### What the exercise asks
In your answer, print each of the records below exactly.

□ □ □ □ □

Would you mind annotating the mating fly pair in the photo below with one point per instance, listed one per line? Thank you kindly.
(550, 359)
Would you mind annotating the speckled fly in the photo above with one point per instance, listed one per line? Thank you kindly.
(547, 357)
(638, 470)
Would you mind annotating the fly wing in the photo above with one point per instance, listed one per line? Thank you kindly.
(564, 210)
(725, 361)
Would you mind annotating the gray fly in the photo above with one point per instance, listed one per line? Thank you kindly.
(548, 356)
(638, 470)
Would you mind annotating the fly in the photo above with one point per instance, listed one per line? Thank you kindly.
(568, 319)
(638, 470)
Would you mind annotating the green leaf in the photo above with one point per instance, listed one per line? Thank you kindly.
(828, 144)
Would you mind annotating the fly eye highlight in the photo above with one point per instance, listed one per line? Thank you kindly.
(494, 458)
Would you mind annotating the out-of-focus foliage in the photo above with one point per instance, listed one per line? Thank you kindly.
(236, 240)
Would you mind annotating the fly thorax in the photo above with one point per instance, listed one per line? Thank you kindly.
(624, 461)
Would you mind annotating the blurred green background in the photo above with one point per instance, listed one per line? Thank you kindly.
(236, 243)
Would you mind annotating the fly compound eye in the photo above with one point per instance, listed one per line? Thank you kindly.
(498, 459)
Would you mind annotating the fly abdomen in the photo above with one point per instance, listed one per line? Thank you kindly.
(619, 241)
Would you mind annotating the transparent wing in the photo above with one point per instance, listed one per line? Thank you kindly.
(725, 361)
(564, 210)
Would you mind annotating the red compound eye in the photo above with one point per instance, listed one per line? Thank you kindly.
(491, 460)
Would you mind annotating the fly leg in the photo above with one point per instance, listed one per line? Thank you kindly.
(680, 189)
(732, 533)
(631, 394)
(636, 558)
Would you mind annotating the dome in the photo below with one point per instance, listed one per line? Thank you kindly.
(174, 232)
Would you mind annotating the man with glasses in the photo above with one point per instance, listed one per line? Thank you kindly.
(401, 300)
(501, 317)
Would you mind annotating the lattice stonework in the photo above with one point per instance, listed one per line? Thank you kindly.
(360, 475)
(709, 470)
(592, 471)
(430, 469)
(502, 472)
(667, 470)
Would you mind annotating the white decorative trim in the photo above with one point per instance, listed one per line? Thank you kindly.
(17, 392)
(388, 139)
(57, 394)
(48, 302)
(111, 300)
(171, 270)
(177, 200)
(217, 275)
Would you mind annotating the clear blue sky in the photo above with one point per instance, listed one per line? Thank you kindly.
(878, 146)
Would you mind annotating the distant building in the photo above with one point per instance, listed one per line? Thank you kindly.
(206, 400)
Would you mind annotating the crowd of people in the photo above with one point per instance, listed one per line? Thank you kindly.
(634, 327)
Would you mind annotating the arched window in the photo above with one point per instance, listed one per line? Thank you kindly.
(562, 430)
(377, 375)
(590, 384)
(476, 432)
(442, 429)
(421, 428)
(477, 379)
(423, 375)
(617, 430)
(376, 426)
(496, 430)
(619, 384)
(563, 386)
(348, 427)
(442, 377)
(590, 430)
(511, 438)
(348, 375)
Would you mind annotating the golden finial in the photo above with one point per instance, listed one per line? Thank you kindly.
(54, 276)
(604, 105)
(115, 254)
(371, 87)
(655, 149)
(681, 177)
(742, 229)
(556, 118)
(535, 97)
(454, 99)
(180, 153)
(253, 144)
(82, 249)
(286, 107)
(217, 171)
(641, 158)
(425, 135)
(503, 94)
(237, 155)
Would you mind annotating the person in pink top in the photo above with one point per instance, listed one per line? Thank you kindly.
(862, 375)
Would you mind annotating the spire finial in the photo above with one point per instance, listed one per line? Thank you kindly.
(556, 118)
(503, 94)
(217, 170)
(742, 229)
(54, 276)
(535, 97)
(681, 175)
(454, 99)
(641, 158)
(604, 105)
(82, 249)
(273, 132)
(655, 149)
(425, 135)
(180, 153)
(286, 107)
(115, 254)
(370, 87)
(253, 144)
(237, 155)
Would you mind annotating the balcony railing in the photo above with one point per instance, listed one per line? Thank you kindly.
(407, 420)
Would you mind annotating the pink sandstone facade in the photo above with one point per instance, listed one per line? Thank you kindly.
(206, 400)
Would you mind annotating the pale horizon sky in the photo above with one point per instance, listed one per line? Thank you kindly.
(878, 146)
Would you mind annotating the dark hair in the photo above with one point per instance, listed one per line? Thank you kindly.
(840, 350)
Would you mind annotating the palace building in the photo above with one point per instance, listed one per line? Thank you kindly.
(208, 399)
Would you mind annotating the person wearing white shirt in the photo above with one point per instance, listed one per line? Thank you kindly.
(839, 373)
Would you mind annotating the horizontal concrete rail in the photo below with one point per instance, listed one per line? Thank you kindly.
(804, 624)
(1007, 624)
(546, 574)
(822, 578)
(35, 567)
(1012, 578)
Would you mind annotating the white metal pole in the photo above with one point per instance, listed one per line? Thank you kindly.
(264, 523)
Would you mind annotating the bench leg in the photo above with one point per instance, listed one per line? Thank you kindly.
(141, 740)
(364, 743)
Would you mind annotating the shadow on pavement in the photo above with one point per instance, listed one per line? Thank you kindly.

□ □ □ □ □

### Response to the exercise
Would you mind annotating the mating fly pair in the photo below with one point per instance, listed one per line? Thank you kindly.
(550, 359)
Would you mind annotating the speckled fly in the photo above with one point per instance, listed one per line? Thank you kindly.
(547, 357)
(638, 470)
Would you mind annotating the fly wing in the photo above with one point per instance, listed one per line? Thank you kindly.
(564, 210)
(725, 361)
Would you mind annotating the gray fly in the photo above with one point per instance, listed one per line? Thank you kindly.
(548, 356)
(638, 470)
Would you mind annotating the fly in the photo above with one point per instance, listed one per line? Thank you kindly.
(568, 319)
(638, 470)
Would you mind annotating the green leaf in the photo above with one point per instance, listed one per line? Thank you kindly.
(828, 144)
Would you mind annotating the fly eye highlight in the photo above with one point per instance, listed one per line? Thank you kindly.
(494, 458)
Would you mind annotating the out-of-focus foliage in the photo above with one point per instance, listed one per line? Thank you kindly.
(236, 240)
Would you mind annotating the fly thorax in the photo above with one point per instance, listed one per line? Thank you kindly.
(624, 461)
Would you mind annotating the blurred green background in the photo above with one point per instance, listed one per line? Thank you kindly.
(236, 243)
Would you mind annotating the fly compound eye in the photo above with one point per instance, listed one per line? Thank you kindly.
(498, 459)
Would you mind annotating the fly abdomen in the photo above with one point per instance, listed one per line? Thank you kindly.
(619, 241)
Would you mind annotating the transparent wing in the photo above with one point per instance, listed one per line? Thank you kindly.
(725, 361)
(564, 210)
Would you mind annotating the red compound eye in the photo above with one point per instance, listed one per line? Thank you kindly.
(491, 460)
Would you mind annotating the fly leg in the photo above with one point per instance, listed one per line? Thank you kindly.
(680, 189)
(732, 533)
(631, 394)
(636, 558)
Would you mind annotating the dome in the photo below with one point per instance, listed one per line? Thank you kindly.
(174, 232)
Would you mind annotating the man with glasses in the photo above with one point per instance, listed one per line? Thank you kindly.
(401, 300)
(501, 317)
Would you mind annotating the lattice stonework in the photo above with one point per instance, listed one per line? Thank you kindly.
(360, 475)
(709, 470)
(592, 471)
(430, 469)
(502, 472)
(667, 470)
Would you mind annotating the white decorative trim in the photo above with one point per instance, listed one per line? Thank you kindly.
(17, 392)
(388, 139)
(57, 394)
(48, 302)
(111, 300)
(171, 270)
(177, 200)
(217, 275)
Would you mind annotating the clear blue sky in the photo above with one point per instance, listed one per line? Thank you kindly.
(878, 146)
Would you mind annotating the distant building in the photo above with one point per instance, listed one per line? Thank you kindly.
(206, 400)
Would you mind annotating the crowd of people in the photo above with one point per instance, listed one per line? Thank you kindly.
(634, 327)
Would you mind annotating the arched window in the photo above with one point per instance, listed one per line? Thank you kindly.
(562, 430)
(377, 375)
(590, 384)
(476, 432)
(442, 429)
(421, 428)
(477, 379)
(423, 375)
(617, 430)
(376, 426)
(496, 430)
(619, 384)
(563, 386)
(348, 427)
(442, 377)
(590, 430)
(511, 438)
(348, 375)
Would you mind annotating the golden finial in the photo above with one point per instance, listed one per line? Thank you kindly.
(54, 276)
(604, 105)
(115, 254)
(371, 87)
(655, 149)
(681, 177)
(742, 229)
(556, 118)
(535, 97)
(454, 99)
(180, 153)
(253, 144)
(82, 249)
(286, 107)
(217, 171)
(641, 158)
(425, 135)
(503, 94)
(237, 155)
Would you mind annotating the person in pink top in the photo above with one point per instance, listed one per line? Thank you kindly.
(862, 375)
Would you mind annotating the spire finial in the photo above with one point per instance, listed one per line? Thank you kindly.
(556, 118)
(503, 94)
(217, 170)
(742, 229)
(54, 276)
(535, 97)
(681, 175)
(454, 99)
(641, 158)
(604, 105)
(82, 249)
(273, 132)
(655, 149)
(425, 135)
(180, 153)
(286, 107)
(115, 254)
(370, 87)
(253, 144)
(237, 155)
Would you mind annotating the balcony railing in the photo above with one point per instance, listed one per line? Thank you kindly.
(407, 420)
Would you mind annotating the pink sandstone facade in the photo above with one point per instance, listed one per line? Thank you kindly.
(206, 400)
Would you mind annotating the pale horizon sky in the photo above with one point per instance, listed one per line? Thank you kindly.
(878, 146)
Would you mind annotating the dark hair in the photo above with one point per instance, listed one per line? Thank you kindly.
(840, 350)
Would you mind annotating the palace building in the photo above with one point per instance, listed one per line? Thank you kindly.
(208, 399)
Would you mind annotating the person wearing white shirt in the photo above with one point per instance, listed one per line? Thank you kindly.
(839, 373)
Would you mind annotating the horizontal concrete rail in the photo below with one point per instance, listed one per line? Thank you kindly.
(804, 624)
(1007, 624)
(546, 574)
(822, 578)
(35, 567)
(1012, 578)
Would you mind annotating the white metal pole in the photo above with one point per instance, listed one per line? Thank you kindly.
(264, 523)
Would you mind annotating the bench leg in the photo above with one point per instance, listed one per line? Thank you kindly.
(141, 740)
(364, 743)
Would you mind annotating the shadow on pavement in the photo above with one point per instance, listed one per line? Thank you kindly.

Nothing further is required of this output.